++++ READING TEXT
European Studies 235 - Impostors

Impostors

Spring
2025
01
4.00
Ilan Stavans

TU/TH | 11:30 AM - 12:50 PM

Amherst College
EUST-235-01-2425S
Webster Hall Room 219
istavans@amherst.edu

An interdisciplinary exploration of the causes behind the social, racial, artistic, and political act—and art—of posing, passing, or pretending to be someone else. Blacks passing for whites, Jews passing for gentiles, and women passing for men, and vice versa, will be the central motif, with attention given to biological and scientific patterns such as memory loss, mental illness, and plastic surgery, and to literary strategies like irony. As a supernatural occurrence, discussion will  include mystical experiences, ghost stories, and séance sessions. The course will also cover instances pertaining to institutional religion, from prophesy from the Hebrew and Christian Bibles to the Koran and Mormonism. In technology and communications, analysis concentrates on the invention of the telegraph, the telephone, and the Internet. The class will also analyze entertainment, ventriloquism, puppet shows, voice-overs, children’s cartoon shows, subtitles, and dubbing in movies and TV and examine posers in Greek mythology, the Arabian Nights, Cervantes, Shakespeare, Lewis Carroll, Mark Twain, Sigmund Freud, Jorge Luis Borges, Philip Roth, Oliver Sacks, and Nella Larsen. Conducted in English. Limited to 20 students.
++++++++
++++ SOURCE INFORMATION
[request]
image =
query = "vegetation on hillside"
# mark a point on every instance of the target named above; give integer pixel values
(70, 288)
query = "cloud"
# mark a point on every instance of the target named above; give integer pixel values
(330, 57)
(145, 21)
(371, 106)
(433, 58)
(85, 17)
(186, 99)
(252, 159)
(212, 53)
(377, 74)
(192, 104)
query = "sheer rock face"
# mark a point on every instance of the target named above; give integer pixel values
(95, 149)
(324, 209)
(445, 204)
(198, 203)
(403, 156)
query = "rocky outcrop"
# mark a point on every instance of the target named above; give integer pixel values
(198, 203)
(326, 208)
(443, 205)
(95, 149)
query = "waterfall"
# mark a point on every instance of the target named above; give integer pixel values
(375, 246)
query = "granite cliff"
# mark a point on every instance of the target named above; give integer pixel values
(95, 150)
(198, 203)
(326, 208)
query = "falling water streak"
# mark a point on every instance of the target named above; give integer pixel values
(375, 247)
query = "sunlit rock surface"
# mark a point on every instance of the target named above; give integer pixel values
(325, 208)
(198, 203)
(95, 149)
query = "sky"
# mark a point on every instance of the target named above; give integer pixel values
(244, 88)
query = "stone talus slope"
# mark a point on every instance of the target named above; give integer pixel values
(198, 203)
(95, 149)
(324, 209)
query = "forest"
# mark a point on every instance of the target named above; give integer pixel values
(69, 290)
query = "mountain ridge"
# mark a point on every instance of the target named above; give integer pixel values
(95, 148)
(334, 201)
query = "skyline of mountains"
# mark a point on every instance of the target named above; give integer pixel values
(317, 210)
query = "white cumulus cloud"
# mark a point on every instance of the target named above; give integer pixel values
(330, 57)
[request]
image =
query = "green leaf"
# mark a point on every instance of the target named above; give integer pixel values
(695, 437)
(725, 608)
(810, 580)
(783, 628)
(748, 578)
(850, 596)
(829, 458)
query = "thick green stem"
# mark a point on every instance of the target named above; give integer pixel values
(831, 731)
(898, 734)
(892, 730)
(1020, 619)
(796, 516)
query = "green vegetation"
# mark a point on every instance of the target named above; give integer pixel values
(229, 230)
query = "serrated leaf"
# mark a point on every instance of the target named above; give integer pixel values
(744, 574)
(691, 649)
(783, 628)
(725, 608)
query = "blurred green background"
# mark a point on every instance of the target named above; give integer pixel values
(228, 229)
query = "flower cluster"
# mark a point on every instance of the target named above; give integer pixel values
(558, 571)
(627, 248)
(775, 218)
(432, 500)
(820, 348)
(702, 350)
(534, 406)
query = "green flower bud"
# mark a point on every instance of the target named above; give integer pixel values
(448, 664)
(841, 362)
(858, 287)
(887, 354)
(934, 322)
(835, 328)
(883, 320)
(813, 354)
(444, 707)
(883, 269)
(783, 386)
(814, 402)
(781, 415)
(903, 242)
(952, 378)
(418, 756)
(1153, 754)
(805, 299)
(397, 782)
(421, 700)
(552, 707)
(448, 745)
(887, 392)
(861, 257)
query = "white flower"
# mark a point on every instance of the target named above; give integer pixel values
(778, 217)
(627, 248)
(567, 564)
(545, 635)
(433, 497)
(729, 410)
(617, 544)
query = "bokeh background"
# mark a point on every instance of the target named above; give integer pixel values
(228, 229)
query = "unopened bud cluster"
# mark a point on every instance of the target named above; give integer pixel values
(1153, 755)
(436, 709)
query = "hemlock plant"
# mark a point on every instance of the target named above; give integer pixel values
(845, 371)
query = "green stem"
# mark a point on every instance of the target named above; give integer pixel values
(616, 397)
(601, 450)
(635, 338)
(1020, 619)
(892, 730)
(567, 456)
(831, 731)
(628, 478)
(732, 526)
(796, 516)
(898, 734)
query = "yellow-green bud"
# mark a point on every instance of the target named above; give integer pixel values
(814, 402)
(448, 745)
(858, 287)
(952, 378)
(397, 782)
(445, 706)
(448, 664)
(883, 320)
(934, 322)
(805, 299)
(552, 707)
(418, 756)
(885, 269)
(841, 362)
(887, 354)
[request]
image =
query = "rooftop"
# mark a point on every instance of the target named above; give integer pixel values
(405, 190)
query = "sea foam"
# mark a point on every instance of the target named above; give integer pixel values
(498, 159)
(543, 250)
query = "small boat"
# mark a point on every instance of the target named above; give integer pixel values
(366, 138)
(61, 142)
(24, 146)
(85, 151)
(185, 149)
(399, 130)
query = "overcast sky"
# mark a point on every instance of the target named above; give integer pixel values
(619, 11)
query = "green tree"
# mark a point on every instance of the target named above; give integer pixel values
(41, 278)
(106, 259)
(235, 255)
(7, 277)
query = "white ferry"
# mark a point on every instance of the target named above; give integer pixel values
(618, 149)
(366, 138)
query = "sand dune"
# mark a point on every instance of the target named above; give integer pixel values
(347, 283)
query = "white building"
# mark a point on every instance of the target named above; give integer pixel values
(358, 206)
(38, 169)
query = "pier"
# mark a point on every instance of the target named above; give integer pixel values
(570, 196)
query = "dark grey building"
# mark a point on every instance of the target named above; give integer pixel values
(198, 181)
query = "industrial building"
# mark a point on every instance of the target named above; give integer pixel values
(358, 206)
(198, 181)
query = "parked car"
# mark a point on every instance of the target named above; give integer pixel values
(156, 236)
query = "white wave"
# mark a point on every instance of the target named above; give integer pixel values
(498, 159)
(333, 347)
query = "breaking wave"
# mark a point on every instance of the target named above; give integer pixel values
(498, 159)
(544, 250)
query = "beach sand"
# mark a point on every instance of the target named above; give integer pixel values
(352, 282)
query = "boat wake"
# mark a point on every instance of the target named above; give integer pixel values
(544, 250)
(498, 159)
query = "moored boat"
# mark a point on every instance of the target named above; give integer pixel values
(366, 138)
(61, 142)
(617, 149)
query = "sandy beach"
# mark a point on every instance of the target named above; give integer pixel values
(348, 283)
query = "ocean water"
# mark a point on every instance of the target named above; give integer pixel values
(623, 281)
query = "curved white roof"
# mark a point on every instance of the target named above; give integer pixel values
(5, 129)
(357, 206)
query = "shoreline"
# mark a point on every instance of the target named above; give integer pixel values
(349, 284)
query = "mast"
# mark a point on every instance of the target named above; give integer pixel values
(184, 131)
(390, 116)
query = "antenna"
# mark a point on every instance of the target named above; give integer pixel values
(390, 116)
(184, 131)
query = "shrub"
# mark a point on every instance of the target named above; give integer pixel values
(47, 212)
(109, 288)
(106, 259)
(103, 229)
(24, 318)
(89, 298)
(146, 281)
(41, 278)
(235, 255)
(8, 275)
++++++++
▶ [EXERCISE 1]: In the Impostors course description, which inventions does the analysis of technology and communications concentrate on?
▶ [EXERCISE 2]: Write a continuation of the Impostors course description that picks up after its final sentence.

▶ [EXPECTED ANSWER 1]: The telegraph, the telephone, and the Internet.

▶ [EXPECTED ANSWER 2]:
Spring semester.  Professor Stavans.

How to handle overenrollment: Priority to juniors and seniors, especially those coming from diverse backgrounds and disciplines

Students who enroll in this course will likely encounter and be expected to engage in the following intellectual skills, modes of learning, and assessment: Emphasis on written work, readings, independent research, oral presentations, and artistic work.

Permission is required for interchange registration during the add/drop period only.